===== Text excerpt =====

1 Preparations for analysis

Loading packages to simulate and manipulate data. You need to have the pacman package installed. If you do not have it, try this install.packages("pacman").

pacman::p_load(tidyverse, MASS, psych, lavaan)
pacman::p_load_gh("tidyverse/multidplyr")

2 Simulate data

Data generation is performed by simulating multivariate data based on the following conditions: - Correlation matrix between the items: 0.10, 0.15, 0.20, 0.25 - Number of observations: 50, 100, 250, 500, 1000 - Number of items: 3 to 12 items - Number of replications: 1000

In this way, 200 dataframes are generated with different amounts of data within each of them, which will have 1,000 replications. In total, 200,000 dataframes with observations within each of them will be taken for analysis.

2.1 Generate matrices and observations

Create the variables that indicate the conditions

set.seed(2019)

r <- seq(0.10, 0.25, 0.05) ## Correlations from 0.10 to 0.25
n <- c(50, 100, 250, 500, 1000) ## Size samples
replic <- 1000

There will be a quadruple for loop to generate the data 10x5x4x1000(rep). This code is computationally intensive and consumes approximately 4.8 gb of ram.

# Create blank lists
sigma <- list() # It will store the matrices of the items
items <- list() # It will store the generated items 

for(i in 1:10) { # 10 different quantity of items 
  sigma[[i]] <- list() 
  items[[i]] <- list() 
  for (j in seq_along(r)) { # Change according to the different correlation matrices
    sigma[[i]][[j]] <- matrix(data = rep(c(1, rep(r[j], i+2)), i+2),
                              nrow = i+2, 
                              ncol = i+2) 
    items[[i]][[j]] <- list()
    for (k in seq_along(n)) { # Change based on sample size 
      items[[i]][[j]][[k]] <- list()
      for(l in 1:replic) { # Change based on number of replications (1,000)
        items[[i]][[j]][[k]][[l]] <- mvrnorm(n = n[k], 
                                             mu = rep(0, i+2), 
                                             Sigma = sigma[[i]][[j]]) %>% 
          as_tibble() %>% 
            mutate_all(list(Item = ~ findInterval(., c(-Inf, -2,  -1, 1,  2, Inf)))) # Perform a symmetrical scaling of the items
      }
    }
  }
}
The `x` argument of `as_tibble.matrix()` must have column names if `.name_repair` is omitted as of tibble 2.0.0.

=====

§ To do: Summarize the R data simulation tutorial in two sentences.

===== Data section =====

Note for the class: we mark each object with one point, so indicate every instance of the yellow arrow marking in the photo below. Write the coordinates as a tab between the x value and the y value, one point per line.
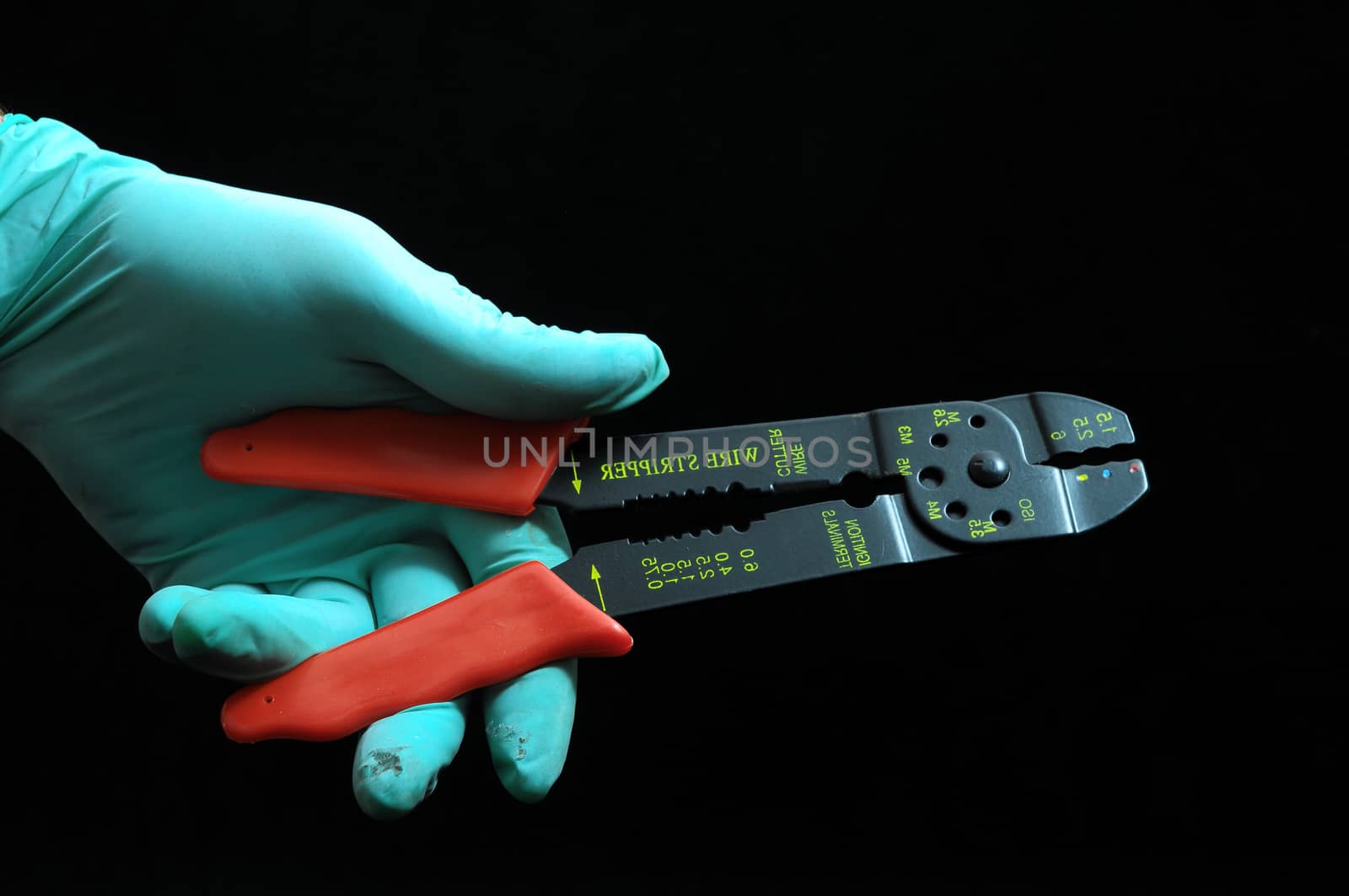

=====

§ Result below: After loading packages with pacman, the tutorial simulates multivariate data under combinations of item correlations from 0.10 to 0.25, sample sizes from 50 to 1,000, and 3 to 12 items, with 1,000 replications, for a total of 200,000 dataframes. The data are generated in a quadruple for loop that uses about 4.8 GB of RAM and applies a symmetrical scaling to the items.